*** AVAILABLE RECORDS Section Begins ***

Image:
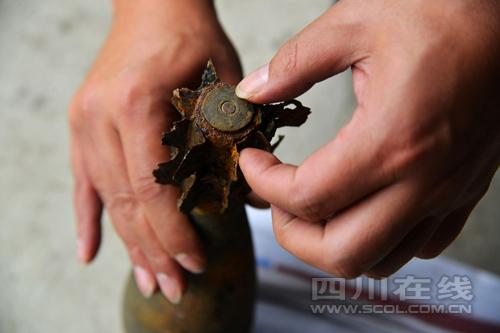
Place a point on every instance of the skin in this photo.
(401, 178)
(116, 120)
(398, 181)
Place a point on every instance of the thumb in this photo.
(324, 48)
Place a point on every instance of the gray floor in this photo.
(45, 49)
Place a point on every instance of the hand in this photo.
(403, 175)
(116, 120)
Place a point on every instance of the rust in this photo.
(215, 126)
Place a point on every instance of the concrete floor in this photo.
(46, 47)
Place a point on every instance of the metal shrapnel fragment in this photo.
(215, 126)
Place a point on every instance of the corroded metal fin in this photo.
(277, 143)
(165, 171)
(209, 76)
(177, 135)
(215, 126)
(184, 100)
(189, 195)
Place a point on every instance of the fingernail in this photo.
(80, 248)
(169, 287)
(253, 83)
(190, 263)
(145, 281)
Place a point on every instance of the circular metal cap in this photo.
(225, 111)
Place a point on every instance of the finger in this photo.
(337, 175)
(143, 274)
(129, 219)
(88, 207)
(406, 250)
(356, 239)
(447, 232)
(168, 273)
(329, 45)
(141, 139)
(255, 201)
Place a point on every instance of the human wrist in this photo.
(184, 8)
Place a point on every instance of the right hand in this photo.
(116, 121)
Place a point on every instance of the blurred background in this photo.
(46, 47)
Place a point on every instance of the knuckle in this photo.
(135, 98)
(123, 203)
(145, 188)
(302, 199)
(133, 250)
(346, 271)
(429, 252)
(159, 261)
(287, 58)
(82, 108)
(344, 267)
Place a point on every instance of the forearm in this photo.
(160, 5)
(165, 10)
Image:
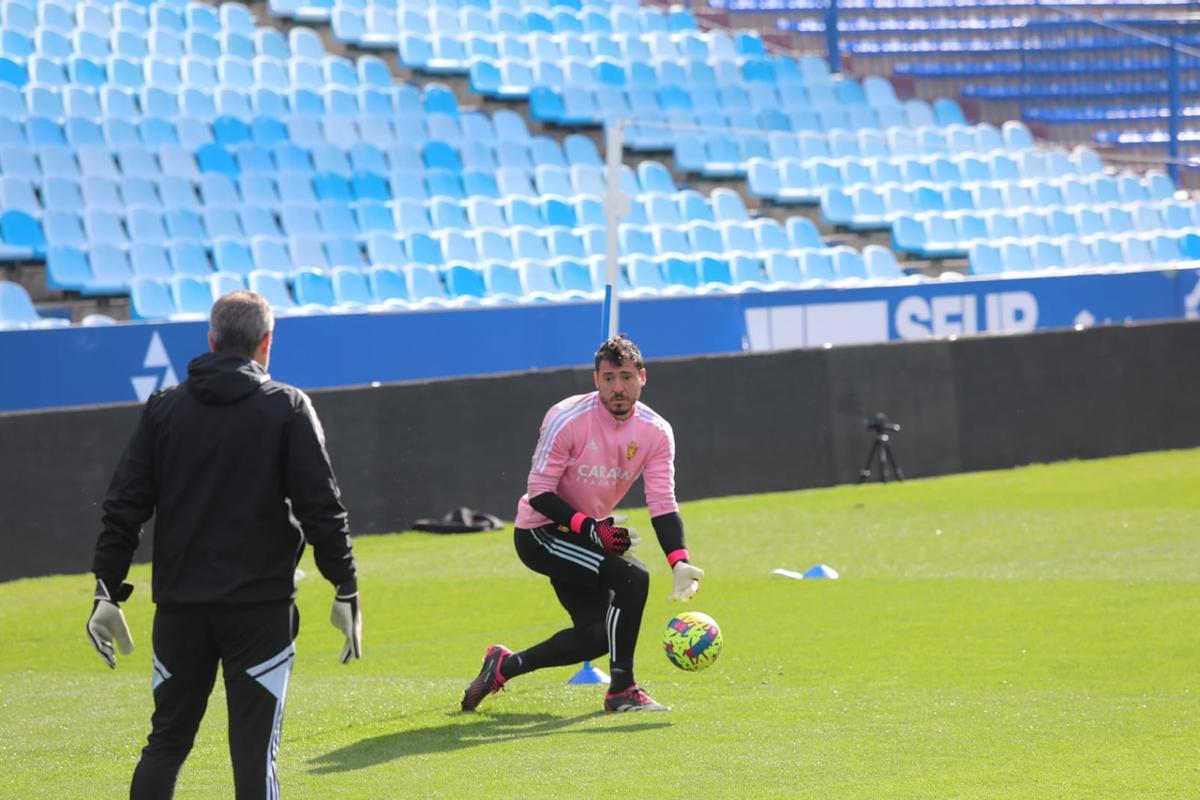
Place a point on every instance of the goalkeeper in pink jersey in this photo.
(591, 451)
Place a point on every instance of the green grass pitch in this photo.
(1025, 633)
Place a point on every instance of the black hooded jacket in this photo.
(233, 465)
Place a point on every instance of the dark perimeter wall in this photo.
(743, 423)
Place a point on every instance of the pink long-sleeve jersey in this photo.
(591, 458)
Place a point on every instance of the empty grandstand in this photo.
(387, 157)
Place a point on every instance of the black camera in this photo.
(880, 423)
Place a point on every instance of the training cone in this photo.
(589, 674)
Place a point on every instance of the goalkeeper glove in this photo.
(685, 579)
(107, 623)
(347, 618)
(606, 535)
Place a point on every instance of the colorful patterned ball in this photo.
(693, 641)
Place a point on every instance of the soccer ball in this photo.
(693, 641)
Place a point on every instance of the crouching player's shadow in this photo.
(481, 729)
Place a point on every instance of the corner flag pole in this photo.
(616, 205)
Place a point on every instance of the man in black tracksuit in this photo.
(234, 468)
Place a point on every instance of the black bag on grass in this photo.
(460, 521)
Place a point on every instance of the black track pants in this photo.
(253, 644)
(604, 594)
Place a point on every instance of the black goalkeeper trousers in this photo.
(604, 594)
(253, 644)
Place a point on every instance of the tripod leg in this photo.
(897, 473)
(865, 475)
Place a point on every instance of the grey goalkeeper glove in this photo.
(347, 618)
(107, 623)
(685, 581)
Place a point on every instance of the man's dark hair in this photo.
(239, 322)
(617, 349)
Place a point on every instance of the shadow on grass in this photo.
(469, 732)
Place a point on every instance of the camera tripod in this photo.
(881, 450)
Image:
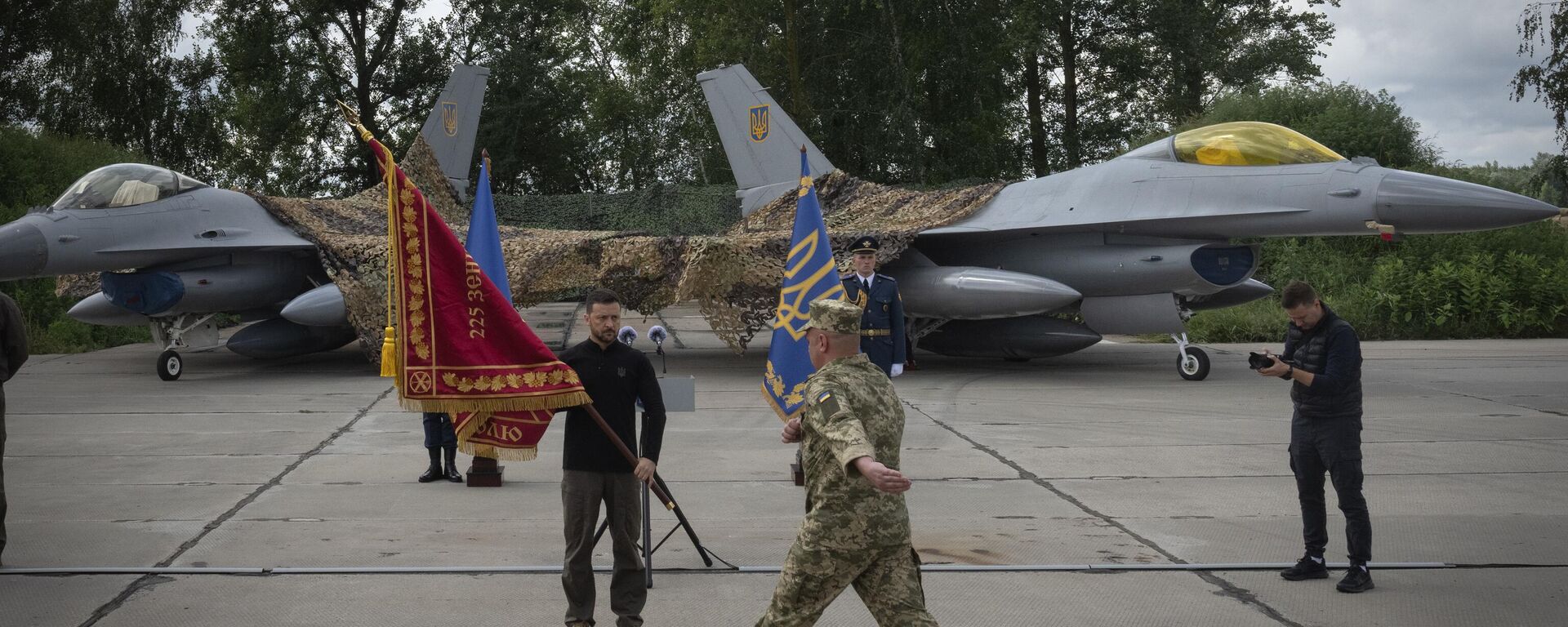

*** AVAILABLE RECORDS Section Ends ***

◆ **TASK INSTRUCTIONS**: Only the lines from the one holding "Place a point on every instance of the corner" through the last line of the records should be output, please, exactly and without any pictures.

◆ **TASK RESPONSE**:
Place a point on every instance of the corner flag pole in this photo.
(616, 205)
Place a point on every instance of the man in black tracksuit in this photo.
(234, 468)
Place a point on every instance of the black bag on grass in this photo.
(460, 521)
Place a point on every instance of the black track pants in this photo.
(253, 644)
(604, 594)
Place a point on every instance of the black goalkeeper trousers in this photo.
(604, 594)
(253, 644)
Place a point on every instance of the tripod leg in this photo.
(897, 473)
(865, 475)
Place a point on every instance of the grey goalkeeper glove in this photo.
(347, 618)
(107, 623)
(685, 581)
Place a point on every instance of the man's dark hair in this photo.
(239, 322)
(617, 349)
Place a point on every instance of the shadow on grass in this photo.
(469, 732)
Place a point on every instance of the camera tripod in this photo.
(881, 450)
Image:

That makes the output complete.